# WHAT YOU ARE ASKED TO DO
Continue the passage below about positioning measurements between devices, starting right after its last sentence.

# SELECTED PASSAGE
##############################

The device 130 transmits 2030 second measurement data which is based on at least one of the second measurement or a second result of the second measurement to the device 110. For example, the device 130 may transmit the second measurement data over ProvideLocationInformation LPP message. In some example embodiments, if the second positioning measurement is RTT measurement, the second measurement data may comprise a RTT measured by the device 130. In addition, in some example embodiments, the second measurement data may comprise the RTT result of the RTT measurement. Alternatively, or in addition, if the second positioning measurement is UL-TDOA, the second measurement data may comprise a UL-TDOA measured by the device 130. In addition, in some example embodiments, the second measurement data may comprise the UL-TDOA result of the UL-TDOA measurement. In some example embodiments, if the second positioning measurement is DL-TDOA, the second measurement data may comprise DL-TDOA measured by the device 130. In addition, in some example embodiments, the second measurement data may comprise the DL-TDOA result of the DL-TDOA measurement. In some other embodiments, if the second positioning measurement is a TA, the second measurement data may comprise a TA measured by the device 130. In addition, in some example embodiments, the second measurement data may comprise the TA result of the TA measurement. Alternatively, or in addition, if the second positioning measurement is an AoA, the second measurement data may comprise an AoA measured by the device 130. In addition, in some example embodiments, the second measurement data may comprise the AoA result of the AoA measurement. In some example embodiments, if the second positioning measurement is an AoD, the second measurement data may comprise an AoD measured by the device 130. In addition, in some example embodiments, the second measurement data may comprise the AoD result of the AoD measurement. In some other embodiments, if the second positioning measurement is a GNSS measurement, the second measurement data may comprise the GNSS information measured by the device 130. In addition, in some example embodiments, the second measurement data may comprise the GNSS result of the GNSS measurement.

In some example embodiments, the device 110 may store 2035 positioning process of the device 130. In some example embodiments, the device 110 may store the methods and measurement performed by the device 130. For example, as mentioned above, the second measurement may be RTT. In this case, the device 110 may store that the second measurement is RTT and the RTT valued measured by the device 130. In this way, is ensures the device 130 and the device 120 perform the same measurements.

In some example embodiments, the device 110 may determine 2040 an identity of the NTN device 140. For example, the device 110 may receive a new radio cell global identifier (NCGI) from a radio access network device. The device 110 may determine the identity of the NTN device 140 based on the NCGI. Alternatively, the device 110 may receive the identity of the non-terrestrial network device from a radio access network device.

##############################

# COLLECTED DATA
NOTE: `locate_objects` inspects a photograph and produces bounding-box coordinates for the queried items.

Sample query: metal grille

##############################

# EXERCISE OUTPUT
The device 110 transmits 2045 first information comprising the identity of the NTN device 140 to the device 120-1. In some example embodiments, the first information may be transmitted in a long term evolution (LTE) positioning protocol (LPP) message. Alternatively, the first information may be transmitted in a downlink non-access stratum transport (DL_NAS_TRANSPORT) message. In other words, the device 110 may activate the device 120-1 and instruct the device 120-1to use the same NTN device 120 as the device 130. The activation may be carried out by LPP or DL_NAS_TRANSPORT. It is noted that the transmission (2045) of the first information and the transmission (2030) second measurement data may take place in any suitable order. For example, as shown in FIG. 2, the transmission (2045) of the first information may be after the transmission (2030) second measurement data. Alternatively, the first information may be transmitted before the transmission (2030) second measurement data. In some other example embodiments, the first information may be transmitted at the same time as the transmission (2030) second measurement data.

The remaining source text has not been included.